[Records drawn from a dataset]
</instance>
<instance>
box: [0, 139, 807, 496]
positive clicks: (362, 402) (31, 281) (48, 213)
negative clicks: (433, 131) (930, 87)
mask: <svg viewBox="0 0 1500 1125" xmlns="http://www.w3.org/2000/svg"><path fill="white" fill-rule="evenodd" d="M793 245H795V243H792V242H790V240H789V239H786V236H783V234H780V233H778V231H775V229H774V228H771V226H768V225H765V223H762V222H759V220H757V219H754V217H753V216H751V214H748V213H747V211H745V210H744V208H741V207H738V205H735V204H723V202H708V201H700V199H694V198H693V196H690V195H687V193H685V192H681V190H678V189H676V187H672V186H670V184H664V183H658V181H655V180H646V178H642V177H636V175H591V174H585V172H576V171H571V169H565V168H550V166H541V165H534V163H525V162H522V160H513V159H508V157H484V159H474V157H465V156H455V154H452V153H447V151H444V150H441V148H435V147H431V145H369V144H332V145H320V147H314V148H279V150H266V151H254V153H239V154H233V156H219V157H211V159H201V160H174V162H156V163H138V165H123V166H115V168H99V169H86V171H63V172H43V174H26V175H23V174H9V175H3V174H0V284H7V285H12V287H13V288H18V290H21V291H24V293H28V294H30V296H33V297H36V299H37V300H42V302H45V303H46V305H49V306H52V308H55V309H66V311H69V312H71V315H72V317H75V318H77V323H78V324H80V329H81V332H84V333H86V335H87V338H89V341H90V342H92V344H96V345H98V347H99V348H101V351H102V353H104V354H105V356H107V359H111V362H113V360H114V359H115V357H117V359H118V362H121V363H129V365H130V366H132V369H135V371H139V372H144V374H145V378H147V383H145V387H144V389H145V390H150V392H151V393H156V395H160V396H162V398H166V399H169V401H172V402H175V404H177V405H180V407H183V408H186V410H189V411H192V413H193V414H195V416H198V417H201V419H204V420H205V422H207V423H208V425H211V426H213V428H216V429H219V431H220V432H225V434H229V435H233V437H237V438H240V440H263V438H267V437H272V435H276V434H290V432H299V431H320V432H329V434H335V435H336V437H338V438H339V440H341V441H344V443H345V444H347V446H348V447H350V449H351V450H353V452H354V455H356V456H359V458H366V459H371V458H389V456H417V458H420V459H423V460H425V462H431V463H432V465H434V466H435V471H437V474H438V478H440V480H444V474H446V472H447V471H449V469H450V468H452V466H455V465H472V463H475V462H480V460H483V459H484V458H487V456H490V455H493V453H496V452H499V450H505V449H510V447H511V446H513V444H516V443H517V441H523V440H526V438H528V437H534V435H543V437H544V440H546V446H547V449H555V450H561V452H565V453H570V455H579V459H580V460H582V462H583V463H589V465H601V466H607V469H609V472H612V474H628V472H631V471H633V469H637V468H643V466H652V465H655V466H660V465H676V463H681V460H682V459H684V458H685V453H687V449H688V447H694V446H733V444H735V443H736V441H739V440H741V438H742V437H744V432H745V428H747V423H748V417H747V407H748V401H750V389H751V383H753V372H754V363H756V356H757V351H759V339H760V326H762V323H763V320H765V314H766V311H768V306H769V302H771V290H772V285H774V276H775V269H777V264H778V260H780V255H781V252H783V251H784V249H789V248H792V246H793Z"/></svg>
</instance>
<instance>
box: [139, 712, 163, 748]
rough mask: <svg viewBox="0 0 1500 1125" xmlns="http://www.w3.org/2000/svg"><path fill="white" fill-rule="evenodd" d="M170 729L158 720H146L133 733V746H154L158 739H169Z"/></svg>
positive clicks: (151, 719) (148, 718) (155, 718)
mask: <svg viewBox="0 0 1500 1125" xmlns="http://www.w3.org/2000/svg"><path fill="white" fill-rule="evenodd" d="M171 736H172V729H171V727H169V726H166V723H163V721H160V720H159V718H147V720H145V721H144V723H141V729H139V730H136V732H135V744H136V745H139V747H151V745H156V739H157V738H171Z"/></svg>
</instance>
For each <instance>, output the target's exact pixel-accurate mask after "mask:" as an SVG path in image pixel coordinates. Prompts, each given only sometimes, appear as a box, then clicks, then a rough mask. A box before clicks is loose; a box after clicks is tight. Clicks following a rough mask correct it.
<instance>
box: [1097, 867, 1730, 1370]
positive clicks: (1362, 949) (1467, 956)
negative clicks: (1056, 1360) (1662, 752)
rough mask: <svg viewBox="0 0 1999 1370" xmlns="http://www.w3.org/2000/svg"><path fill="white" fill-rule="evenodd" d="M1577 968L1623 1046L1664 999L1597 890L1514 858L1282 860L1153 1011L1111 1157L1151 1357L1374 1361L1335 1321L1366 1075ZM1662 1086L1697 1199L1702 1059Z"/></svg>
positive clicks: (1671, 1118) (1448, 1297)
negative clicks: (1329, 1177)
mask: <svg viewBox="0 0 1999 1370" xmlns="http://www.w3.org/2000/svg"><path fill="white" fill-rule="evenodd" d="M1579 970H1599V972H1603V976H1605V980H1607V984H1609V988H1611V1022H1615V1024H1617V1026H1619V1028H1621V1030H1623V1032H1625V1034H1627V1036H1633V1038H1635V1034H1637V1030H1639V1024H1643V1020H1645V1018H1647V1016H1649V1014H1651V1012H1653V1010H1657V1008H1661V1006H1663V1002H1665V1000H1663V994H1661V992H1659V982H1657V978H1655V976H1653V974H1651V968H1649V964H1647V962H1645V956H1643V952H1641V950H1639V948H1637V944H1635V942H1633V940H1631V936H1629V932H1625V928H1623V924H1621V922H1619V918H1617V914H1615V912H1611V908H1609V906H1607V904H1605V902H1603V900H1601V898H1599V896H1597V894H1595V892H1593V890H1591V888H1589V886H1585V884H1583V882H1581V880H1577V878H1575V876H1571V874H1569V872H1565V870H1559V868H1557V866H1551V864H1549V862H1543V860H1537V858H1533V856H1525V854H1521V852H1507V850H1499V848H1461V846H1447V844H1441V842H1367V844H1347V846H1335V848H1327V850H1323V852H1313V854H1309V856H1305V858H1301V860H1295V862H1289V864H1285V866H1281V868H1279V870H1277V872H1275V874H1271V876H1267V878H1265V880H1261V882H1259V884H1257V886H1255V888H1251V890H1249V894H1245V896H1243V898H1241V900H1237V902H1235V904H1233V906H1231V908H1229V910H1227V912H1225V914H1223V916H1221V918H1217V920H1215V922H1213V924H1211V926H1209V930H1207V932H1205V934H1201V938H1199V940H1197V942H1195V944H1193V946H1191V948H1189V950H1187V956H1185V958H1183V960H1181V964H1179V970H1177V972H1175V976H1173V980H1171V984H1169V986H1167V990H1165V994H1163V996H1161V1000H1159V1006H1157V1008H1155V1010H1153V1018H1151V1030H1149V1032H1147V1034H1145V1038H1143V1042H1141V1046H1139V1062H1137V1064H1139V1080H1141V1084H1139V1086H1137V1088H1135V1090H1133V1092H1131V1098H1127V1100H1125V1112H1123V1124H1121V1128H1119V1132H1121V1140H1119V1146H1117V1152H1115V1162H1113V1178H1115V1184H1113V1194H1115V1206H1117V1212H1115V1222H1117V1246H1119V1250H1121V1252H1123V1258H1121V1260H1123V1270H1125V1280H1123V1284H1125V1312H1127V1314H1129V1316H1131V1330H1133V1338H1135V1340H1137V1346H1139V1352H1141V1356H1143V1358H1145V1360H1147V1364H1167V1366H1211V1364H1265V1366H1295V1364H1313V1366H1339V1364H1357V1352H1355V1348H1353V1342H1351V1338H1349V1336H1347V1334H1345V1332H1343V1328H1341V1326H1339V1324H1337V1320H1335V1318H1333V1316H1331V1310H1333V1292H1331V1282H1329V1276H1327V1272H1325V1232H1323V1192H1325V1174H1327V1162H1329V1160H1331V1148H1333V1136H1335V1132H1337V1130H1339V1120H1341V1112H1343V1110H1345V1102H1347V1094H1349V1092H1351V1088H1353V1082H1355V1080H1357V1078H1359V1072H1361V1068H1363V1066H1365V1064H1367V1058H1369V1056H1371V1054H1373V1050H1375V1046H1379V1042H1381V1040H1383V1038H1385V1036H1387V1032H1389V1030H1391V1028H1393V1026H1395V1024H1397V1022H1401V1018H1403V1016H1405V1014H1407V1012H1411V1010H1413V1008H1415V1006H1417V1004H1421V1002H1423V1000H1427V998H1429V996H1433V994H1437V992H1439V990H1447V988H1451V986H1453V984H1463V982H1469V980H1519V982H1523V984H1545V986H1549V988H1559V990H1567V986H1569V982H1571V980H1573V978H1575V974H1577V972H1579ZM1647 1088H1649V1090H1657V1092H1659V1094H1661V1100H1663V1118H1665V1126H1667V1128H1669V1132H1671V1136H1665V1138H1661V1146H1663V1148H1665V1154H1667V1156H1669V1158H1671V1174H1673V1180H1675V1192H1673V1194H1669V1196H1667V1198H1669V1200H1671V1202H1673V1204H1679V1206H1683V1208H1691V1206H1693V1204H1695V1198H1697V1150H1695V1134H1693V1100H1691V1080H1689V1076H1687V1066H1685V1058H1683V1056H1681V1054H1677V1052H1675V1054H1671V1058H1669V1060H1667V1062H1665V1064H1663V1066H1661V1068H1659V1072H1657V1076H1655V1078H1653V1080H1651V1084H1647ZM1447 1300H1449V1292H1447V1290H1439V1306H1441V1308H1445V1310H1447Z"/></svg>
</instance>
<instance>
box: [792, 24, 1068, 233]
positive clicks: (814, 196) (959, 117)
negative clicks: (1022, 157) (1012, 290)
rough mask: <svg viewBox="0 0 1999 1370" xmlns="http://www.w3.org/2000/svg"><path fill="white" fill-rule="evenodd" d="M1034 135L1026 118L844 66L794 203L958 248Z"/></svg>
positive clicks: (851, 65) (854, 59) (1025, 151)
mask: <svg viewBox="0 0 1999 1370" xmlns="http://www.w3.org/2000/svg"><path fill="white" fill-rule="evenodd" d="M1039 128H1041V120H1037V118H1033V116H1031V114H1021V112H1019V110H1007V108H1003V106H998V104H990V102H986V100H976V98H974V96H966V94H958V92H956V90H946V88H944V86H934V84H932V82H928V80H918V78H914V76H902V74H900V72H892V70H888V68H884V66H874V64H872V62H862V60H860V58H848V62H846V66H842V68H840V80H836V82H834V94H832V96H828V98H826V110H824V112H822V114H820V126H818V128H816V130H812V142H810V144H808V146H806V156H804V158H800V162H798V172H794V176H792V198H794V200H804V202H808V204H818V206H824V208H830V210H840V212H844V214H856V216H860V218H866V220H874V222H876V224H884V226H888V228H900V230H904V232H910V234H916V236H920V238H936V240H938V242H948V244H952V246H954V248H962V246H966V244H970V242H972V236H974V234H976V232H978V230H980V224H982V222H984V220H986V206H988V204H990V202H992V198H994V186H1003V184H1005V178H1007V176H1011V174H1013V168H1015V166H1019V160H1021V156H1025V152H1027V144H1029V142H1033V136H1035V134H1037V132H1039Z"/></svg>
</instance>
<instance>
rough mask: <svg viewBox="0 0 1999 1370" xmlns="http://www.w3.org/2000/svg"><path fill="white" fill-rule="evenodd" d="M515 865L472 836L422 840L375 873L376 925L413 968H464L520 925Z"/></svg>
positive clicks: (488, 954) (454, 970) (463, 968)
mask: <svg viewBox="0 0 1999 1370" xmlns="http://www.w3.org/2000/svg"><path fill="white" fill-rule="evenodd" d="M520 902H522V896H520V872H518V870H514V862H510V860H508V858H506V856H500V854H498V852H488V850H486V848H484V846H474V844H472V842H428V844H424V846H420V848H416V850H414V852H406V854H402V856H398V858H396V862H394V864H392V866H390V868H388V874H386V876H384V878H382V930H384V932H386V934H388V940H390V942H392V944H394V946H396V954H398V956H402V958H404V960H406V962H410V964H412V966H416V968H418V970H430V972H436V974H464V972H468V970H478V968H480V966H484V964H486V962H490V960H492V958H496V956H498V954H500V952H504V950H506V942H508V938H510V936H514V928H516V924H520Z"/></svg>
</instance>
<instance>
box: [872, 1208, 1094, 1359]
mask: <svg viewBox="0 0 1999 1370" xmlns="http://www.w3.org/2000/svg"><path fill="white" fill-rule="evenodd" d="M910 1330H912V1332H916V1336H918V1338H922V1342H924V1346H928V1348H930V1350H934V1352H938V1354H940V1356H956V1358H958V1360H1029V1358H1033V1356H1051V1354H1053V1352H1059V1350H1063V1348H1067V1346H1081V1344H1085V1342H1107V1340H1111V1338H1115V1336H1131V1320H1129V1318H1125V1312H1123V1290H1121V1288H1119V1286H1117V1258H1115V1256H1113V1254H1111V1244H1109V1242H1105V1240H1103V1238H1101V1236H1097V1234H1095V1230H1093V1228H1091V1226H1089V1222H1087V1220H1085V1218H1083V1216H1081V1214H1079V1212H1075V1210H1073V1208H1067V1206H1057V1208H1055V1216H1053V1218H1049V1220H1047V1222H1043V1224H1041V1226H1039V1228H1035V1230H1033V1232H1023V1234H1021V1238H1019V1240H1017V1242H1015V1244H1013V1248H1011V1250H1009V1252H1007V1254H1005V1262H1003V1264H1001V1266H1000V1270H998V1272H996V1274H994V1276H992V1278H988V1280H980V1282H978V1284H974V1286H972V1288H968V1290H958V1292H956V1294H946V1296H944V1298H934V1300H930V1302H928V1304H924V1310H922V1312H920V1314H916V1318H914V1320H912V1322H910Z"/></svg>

*Your instructions:* Reproduce, word for word and in full, only the lines above that start at the line with "positive clicks: (1362, 949) (1467, 956)" and run through the line with "968L1623 1046L1664 999L1597", both ends included.

*Answer to the problem:*
positive clicks: (1362, 949) (1467, 956)
negative clicks: (1056, 1360) (1662, 752)
rough mask: <svg viewBox="0 0 1999 1370" xmlns="http://www.w3.org/2000/svg"><path fill="white" fill-rule="evenodd" d="M1577 968L1623 1046L1664 999L1597 890L1514 858L1282 860L1153 1011L1111 1157L1151 1357L1374 1361L1335 1321L1366 1075ZM1662 1086L1697 1199L1702 1059Z"/></svg>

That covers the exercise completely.